_INSTRUCTIONS TO FOLLOW_: Report each line of the listing below that contains the string "watermelon", copying every such line in full.

_Source data_:
⁂
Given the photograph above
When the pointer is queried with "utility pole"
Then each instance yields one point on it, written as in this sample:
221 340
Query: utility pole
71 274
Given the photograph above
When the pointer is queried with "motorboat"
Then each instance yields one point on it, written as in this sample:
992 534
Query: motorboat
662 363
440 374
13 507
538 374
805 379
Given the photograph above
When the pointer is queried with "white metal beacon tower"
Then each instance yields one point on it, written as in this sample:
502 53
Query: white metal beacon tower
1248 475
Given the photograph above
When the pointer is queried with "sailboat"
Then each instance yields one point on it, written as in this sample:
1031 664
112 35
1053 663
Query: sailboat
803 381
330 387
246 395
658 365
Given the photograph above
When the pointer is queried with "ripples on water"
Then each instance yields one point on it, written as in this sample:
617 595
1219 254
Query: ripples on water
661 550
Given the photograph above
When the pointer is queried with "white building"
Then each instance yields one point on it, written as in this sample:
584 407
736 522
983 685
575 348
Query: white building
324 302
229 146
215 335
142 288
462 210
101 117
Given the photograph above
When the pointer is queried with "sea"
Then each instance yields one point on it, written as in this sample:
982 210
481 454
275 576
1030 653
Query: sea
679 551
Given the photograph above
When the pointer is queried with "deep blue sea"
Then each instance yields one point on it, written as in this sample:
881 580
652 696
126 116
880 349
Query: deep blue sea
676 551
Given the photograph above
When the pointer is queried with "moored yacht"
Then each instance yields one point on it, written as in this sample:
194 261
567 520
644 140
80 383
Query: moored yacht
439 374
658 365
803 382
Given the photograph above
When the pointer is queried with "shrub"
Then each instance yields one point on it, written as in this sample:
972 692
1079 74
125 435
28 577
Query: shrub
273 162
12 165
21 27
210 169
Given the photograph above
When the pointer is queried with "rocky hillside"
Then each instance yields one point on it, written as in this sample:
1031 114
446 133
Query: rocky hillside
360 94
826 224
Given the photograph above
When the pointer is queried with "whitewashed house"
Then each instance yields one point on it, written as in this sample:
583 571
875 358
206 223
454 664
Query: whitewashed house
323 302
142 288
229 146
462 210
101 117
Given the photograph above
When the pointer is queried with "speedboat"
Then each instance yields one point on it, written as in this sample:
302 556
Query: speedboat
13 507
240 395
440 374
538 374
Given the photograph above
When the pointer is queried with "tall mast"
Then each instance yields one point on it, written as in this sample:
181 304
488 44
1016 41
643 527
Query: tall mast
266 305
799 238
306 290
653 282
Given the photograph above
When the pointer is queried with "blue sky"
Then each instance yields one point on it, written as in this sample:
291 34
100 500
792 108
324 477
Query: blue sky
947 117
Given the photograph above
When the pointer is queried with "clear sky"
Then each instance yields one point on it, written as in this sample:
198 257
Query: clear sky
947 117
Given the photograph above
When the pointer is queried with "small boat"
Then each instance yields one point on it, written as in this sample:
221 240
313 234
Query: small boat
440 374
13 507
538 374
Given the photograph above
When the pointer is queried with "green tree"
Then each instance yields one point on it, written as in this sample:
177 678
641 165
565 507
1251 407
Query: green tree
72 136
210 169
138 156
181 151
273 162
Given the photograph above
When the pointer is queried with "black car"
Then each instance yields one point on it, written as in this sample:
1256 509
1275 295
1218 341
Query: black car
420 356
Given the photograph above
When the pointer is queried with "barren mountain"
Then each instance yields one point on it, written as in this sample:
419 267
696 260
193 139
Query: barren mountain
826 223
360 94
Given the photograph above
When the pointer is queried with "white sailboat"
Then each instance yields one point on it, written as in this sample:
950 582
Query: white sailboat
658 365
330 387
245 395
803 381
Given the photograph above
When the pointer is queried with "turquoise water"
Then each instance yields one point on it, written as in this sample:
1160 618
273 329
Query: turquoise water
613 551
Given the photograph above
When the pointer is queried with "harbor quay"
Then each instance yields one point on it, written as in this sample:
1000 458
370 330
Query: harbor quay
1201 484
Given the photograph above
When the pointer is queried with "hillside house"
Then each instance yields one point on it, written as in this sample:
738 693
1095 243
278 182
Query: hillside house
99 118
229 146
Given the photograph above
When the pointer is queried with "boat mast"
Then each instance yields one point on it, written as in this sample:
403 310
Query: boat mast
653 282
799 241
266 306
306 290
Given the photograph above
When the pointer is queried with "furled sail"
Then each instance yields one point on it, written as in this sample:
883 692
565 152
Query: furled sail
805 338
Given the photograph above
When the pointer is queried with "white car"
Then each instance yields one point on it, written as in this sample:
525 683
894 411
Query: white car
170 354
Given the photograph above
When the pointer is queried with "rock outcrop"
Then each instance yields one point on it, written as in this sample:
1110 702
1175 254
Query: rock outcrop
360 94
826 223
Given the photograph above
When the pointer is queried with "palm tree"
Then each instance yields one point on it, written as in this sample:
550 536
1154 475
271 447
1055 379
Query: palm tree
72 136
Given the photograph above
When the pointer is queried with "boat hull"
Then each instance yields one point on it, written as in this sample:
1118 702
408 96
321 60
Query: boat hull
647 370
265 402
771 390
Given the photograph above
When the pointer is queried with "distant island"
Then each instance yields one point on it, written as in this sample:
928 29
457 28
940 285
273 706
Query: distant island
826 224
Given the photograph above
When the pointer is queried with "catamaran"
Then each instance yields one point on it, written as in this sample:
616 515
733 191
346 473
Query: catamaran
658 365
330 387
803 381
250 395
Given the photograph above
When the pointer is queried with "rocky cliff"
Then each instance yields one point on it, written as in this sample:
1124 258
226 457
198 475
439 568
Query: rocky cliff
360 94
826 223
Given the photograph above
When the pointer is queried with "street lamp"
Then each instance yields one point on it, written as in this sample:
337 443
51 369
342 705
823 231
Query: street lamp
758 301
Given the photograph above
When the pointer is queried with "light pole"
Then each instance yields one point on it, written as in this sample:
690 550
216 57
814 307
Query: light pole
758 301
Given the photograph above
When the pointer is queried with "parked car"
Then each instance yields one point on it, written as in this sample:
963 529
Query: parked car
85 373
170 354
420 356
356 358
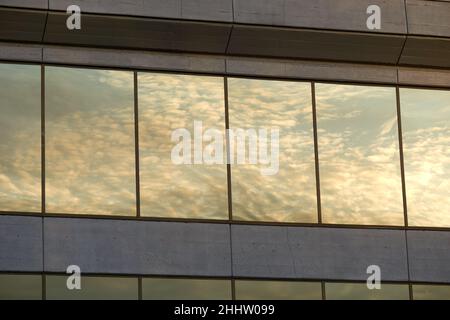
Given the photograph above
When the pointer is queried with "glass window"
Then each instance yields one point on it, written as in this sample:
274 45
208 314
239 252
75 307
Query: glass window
20 138
431 292
20 287
90 157
278 188
359 291
92 288
277 290
185 289
360 179
426 141
175 179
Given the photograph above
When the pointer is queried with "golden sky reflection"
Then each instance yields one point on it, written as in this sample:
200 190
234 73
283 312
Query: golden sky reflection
290 195
90 157
20 132
426 147
168 102
359 155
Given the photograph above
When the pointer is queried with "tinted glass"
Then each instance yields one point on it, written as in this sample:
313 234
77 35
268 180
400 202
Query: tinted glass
359 291
90 157
431 292
92 288
20 138
169 104
288 195
360 178
278 290
20 287
185 289
426 147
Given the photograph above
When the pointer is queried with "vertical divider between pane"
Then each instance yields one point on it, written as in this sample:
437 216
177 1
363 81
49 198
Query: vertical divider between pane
316 151
136 143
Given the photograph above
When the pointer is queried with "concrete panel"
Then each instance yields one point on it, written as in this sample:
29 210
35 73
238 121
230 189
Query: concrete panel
430 18
434 52
111 31
205 10
312 70
32 4
321 14
290 43
22 25
318 253
429 256
137 247
424 77
134 59
20 243
20 52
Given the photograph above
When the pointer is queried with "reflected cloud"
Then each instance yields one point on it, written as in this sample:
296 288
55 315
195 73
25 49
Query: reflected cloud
426 145
169 102
90 141
359 155
20 132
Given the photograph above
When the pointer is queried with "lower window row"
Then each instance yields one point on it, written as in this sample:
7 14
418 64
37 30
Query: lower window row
30 287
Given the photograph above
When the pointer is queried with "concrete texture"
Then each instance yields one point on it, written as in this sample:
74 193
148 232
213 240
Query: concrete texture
429 256
137 247
322 14
317 253
134 59
429 18
207 10
20 243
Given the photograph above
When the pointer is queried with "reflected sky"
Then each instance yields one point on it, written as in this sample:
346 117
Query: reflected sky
185 289
90 158
92 288
431 292
278 290
359 155
20 287
359 291
169 102
290 195
426 147
20 132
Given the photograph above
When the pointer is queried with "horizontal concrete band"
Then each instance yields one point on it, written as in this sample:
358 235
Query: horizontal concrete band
225 65
251 32
110 246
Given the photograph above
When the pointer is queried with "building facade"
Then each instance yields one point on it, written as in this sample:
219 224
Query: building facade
361 184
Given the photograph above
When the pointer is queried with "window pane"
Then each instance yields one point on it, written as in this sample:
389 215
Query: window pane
168 103
360 178
20 287
278 290
92 288
426 141
20 138
290 194
90 158
185 289
431 292
359 291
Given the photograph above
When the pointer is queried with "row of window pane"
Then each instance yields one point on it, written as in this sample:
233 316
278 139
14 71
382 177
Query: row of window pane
15 286
90 148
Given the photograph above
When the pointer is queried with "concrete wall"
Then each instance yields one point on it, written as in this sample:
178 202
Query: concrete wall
204 249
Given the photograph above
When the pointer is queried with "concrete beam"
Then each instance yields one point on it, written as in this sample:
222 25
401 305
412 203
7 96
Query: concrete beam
137 247
323 14
317 253
21 243
429 256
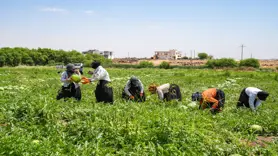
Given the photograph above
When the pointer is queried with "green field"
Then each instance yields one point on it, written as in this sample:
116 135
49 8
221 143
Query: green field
32 122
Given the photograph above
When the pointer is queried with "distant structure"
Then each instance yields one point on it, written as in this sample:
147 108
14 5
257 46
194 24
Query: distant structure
171 54
106 54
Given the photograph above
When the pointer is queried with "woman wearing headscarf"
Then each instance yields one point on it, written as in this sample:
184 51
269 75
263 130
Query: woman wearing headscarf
103 92
251 97
166 91
213 98
69 88
134 90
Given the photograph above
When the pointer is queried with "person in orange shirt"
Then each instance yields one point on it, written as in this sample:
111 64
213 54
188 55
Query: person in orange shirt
212 97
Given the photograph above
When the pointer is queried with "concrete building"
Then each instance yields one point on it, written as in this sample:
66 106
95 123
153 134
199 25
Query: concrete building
167 55
106 54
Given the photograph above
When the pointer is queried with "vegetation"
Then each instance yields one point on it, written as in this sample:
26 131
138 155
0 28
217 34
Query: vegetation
44 56
220 63
32 122
164 65
251 62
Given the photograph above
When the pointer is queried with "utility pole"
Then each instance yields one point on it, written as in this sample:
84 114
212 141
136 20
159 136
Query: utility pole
242 46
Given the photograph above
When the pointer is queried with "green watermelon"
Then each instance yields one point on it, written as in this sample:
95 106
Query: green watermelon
76 78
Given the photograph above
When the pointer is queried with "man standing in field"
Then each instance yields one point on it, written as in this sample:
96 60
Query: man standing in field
212 97
134 90
69 88
103 92
251 97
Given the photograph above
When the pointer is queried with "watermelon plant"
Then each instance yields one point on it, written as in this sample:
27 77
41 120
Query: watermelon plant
33 122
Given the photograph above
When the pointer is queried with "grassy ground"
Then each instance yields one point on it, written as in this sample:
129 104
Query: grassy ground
32 122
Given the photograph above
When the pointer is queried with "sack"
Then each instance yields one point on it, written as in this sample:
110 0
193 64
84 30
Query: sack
174 93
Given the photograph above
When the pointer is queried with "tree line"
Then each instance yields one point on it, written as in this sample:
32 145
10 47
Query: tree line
45 56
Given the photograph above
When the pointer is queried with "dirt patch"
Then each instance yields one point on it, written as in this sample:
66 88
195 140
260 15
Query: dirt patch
260 141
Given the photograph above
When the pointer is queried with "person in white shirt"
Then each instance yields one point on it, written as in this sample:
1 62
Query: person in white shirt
69 88
103 92
134 90
251 97
166 91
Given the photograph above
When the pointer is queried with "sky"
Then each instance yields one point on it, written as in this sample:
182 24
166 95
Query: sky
137 28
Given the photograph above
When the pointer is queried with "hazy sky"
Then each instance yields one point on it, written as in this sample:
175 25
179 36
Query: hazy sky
139 27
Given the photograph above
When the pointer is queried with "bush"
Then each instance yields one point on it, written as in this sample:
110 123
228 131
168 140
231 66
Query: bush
145 64
251 62
51 63
224 62
164 65
203 56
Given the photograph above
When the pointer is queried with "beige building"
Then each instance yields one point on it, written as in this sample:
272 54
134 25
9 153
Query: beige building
167 55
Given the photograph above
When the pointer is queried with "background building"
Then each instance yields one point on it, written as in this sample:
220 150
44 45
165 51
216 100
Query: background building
106 54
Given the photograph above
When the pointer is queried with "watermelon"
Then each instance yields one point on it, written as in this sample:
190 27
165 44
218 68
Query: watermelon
76 78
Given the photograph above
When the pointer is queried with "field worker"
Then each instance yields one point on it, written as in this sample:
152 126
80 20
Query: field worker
134 90
103 93
212 97
166 91
251 97
69 88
⁂
_CORRECT ANSWER_:
When the pointer is queried with "green watermelon"
Query: green watermelon
When the pointer is queried with "watermelon plant"
Query: watermelon plant
When the pointer is queried with "watermelon"
Query: watermelon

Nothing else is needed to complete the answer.